J’écris depuis un an sur une tendance émergente que je vois se manifester de manière de plus en plus visible la tendance #postperf.
J’ai même régulièrement des conversations intenses et nuancées avec un CFO à ce sujet (si si…)
Dernier avatar de cette tendance salutaire, l’Analog Wellness gagne du terrain. J’y consacre la lettre de Umanz de cette semaine car elle m’apparaît comme une tendance durable, dans tous les sens du terme.
Elle prolonge une conversation continue que j’ai en famille ou au travail sur les vertus de l’inutilité dans un monde où l’injonction de performance issue de l’hyperfinanciarisation du monde apparaît de plus en plus pour ce qu’elle est, une injonction toxique dont on mesure de mieux en mieux l’effet sur les esprits et la planète.
Avant de partager l’essai sur l’Analog Wellness, je voudrais, il faut des rites, partager ces deux petites méditations sur l’inutilité.

■ **ENREGISTREMENTS FOURNIS**
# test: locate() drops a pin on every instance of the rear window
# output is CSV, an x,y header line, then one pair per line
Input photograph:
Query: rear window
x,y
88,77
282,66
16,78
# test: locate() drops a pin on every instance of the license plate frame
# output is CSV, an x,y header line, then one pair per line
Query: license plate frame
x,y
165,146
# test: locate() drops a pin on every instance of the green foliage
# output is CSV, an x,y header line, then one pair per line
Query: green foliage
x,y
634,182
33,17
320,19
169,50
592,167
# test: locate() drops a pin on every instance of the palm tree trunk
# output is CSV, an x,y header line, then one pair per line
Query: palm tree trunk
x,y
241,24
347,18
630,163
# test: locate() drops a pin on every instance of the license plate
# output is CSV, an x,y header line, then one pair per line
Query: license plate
* * *
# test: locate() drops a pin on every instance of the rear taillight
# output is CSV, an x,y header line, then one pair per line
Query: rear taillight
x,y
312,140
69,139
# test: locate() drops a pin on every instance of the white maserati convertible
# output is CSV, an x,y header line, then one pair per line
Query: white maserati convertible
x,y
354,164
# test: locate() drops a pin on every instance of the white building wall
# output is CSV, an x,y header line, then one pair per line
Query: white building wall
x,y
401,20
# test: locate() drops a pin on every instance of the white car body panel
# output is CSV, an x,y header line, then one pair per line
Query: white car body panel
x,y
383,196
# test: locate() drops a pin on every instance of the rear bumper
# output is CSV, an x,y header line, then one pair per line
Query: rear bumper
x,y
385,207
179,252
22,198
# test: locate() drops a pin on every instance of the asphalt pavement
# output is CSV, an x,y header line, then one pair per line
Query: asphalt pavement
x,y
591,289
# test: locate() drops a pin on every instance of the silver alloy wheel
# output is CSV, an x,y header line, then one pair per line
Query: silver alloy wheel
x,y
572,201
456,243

■ **TÂCHE À RÉALISER**
Recopiez fidèlement le passage de l’extrait allant de « J’écris depuis un » à « sujet (si si…) ».

■ **RÉPONSE À LA TÂCHE**
J’écris depuis un an sur une tendance émergente que je vois se manifester de manière de plus en plus visible la tendance #postperf.
J’ai même régulièrement des conversations intenses et nuancées avec un CFO à ce sujet (si si…)